▶ Exercise instructions
Output every line of the records below as a Markdown table with the columns "No." and "Text", numbering the rows in order and skipping blank lines.

▶ Data in this exercise
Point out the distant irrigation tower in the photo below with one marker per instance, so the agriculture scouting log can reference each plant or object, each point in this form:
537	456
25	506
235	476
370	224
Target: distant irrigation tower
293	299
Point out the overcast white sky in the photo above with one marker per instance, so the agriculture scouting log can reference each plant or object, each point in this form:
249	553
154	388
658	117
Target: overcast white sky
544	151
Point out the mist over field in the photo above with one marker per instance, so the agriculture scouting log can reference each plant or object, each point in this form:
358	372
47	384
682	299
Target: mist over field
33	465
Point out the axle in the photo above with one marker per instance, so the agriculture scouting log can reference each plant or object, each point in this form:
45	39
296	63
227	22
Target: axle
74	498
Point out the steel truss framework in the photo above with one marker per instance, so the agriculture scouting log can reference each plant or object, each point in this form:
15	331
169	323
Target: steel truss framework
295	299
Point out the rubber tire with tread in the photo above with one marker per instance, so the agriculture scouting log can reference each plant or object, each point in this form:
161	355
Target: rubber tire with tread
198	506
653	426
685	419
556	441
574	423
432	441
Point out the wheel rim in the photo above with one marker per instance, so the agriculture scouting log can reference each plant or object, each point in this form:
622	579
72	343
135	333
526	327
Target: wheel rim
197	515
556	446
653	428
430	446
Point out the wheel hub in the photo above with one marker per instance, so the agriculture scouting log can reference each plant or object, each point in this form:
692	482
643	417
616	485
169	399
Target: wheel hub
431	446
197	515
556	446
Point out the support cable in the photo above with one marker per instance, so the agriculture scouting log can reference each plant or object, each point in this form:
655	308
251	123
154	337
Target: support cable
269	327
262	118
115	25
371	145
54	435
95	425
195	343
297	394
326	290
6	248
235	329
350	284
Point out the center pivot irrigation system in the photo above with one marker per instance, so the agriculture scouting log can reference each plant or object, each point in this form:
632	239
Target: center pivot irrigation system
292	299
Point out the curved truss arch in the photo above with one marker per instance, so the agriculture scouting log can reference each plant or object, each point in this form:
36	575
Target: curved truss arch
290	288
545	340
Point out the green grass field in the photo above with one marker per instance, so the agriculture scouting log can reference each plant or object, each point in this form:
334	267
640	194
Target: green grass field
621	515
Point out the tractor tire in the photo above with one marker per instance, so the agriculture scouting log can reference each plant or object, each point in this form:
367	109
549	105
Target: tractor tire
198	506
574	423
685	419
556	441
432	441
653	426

▶ Response for this exercise
| No. | Text |
|---|---|
| 1 | Point out the distant irrigation tower in the photo below with one marker per instance, so the agriculture scouting log can reference each plant or object, each point in this form: |
| 2 | 537	456 |
| 3 | 25	506 |
| 4 | 235	476 |
| 5 | 370	224 |
| 6 | Target: distant irrigation tower |
| 7 | 293	299 |
| 8 | Point out the overcast white sky in the photo above with one marker per instance, so the agriculture scouting log can reference each plant or object, each point in this form: |
| 9 | 249	553 |
| 10 | 154	388 |
| 11 | 658	117 |
| 12 | Target: overcast white sky |
| 13 | 544	151 |
| 14 | Point out the mist over field in the photo above with one marker per instance, so the agriculture scouting log can reference each plant or object, each point in this form: |
| 15 | 358	372 |
| 16 | 47	384 |
| 17 | 682	299 |
| 18 | Target: mist over field |
| 19 | 33	465 |
| 20 | Point out the axle in the photo above with one marker per instance, so the agriculture scouting log can reference each plant or object, each point in this form: |
| 21 | 45	39 |
| 22 | 296	63 |
| 23 | 227	22 |
| 24 | Target: axle |
| 25 | 74	498 |
| 26 | Point out the steel truss framework in the photo above with one marker per instance, so the agriculture scouting log can reference each plant or object, each point in this form: |
| 27 | 15	331 |
| 28 | 169	323 |
| 29 | Target: steel truss framework |
| 30 | 295	299 |
| 31 | Point out the rubber tire with tread in the photo above with one marker per instance, so the agriculture scouting log can reference each plant or object, each point in this form: |
| 32 | 161	355 |
| 33 | Target: rubber tire with tread |
| 34 | 198	506 |
| 35 | 653	426 |
| 36 | 685	419 |
| 37 | 556	441 |
| 38 | 574	423 |
| 39 | 432	441 |
| 40 | Point out the wheel rim in the photo above with one marker per instance, so the agriculture scouting log can reference each plant or object, each point in this form: |
| 41 | 622	579 |
| 42 | 72	343 |
| 43 | 135	333 |
| 44 | 526	327 |
| 45 | Target: wheel rim |
| 46 | 197	515 |
| 47 | 556	446 |
| 48 | 653	428 |
| 49 | 430	446 |
| 50 | Point out the wheel hub in the photo above with one marker per instance, so the agriculture scouting log can reference each plant or object, each point in this form: |
| 51 | 692	482 |
| 52 | 643	417 |
| 53 | 616	485 |
| 54 | 169	399 |
| 55 | Target: wheel hub |
| 56 | 431	446 |
| 57 | 197	515 |
| 58 | 556	446 |
| 59 | Point out the support cable in the photo above with one marker per instance, so the agriculture scouting log can reference each plant or object, each point in this form: |
| 60 | 655	308 |
| 61 | 251	123 |
| 62 | 154	337 |
| 63 | Target: support cable |
| 64 | 269	327 |
| 65 | 262	118 |
| 66 | 115	25 |
| 67 | 371	145 |
| 68 | 54	435 |
| 69 | 95	425 |
| 70 | 195	343 |
| 71 | 297	394 |
| 72 | 326	290 |
| 73 | 6	248 |
| 74 | 235	329 |
| 75 | 350	284 |
| 76 | Point out the center pivot irrigation system in the photo above with one marker per instance, so the agriculture scouting log can reference each plant or object, each point in this form: |
| 77 | 632	239 |
| 78 | Target: center pivot irrigation system |
| 79 | 292	299 |
| 80 | Point out the curved truss arch in the photo above with one marker per instance, so the agriculture scouting log can reference each plant or object, each point in this form: |
| 81 | 36	575 |
| 82 | Target: curved truss arch |
| 83 | 290	288 |
| 84 | 545	340 |
| 85 | Point out the green grass field in the photo above with one marker per instance, so the agriculture scouting log can reference each plant or object, each point in this form: |
| 86 | 334	267 |
| 87 | 640	194 |
| 88 | Target: green grass field |
| 89 | 621	515 |
| 90 | Point out the tractor tire in the photo above with one marker per instance, so the agriculture scouting log can reference each plant or object, each point in this form: |
| 91 | 367	109 |
| 92 | 549	105 |
| 93 | Target: tractor tire |
| 94 | 198	506 |
| 95 | 574	423 |
| 96 | 685	419 |
| 97 | 556	441 |
| 98 | 432	441 |
| 99 | 653	426 |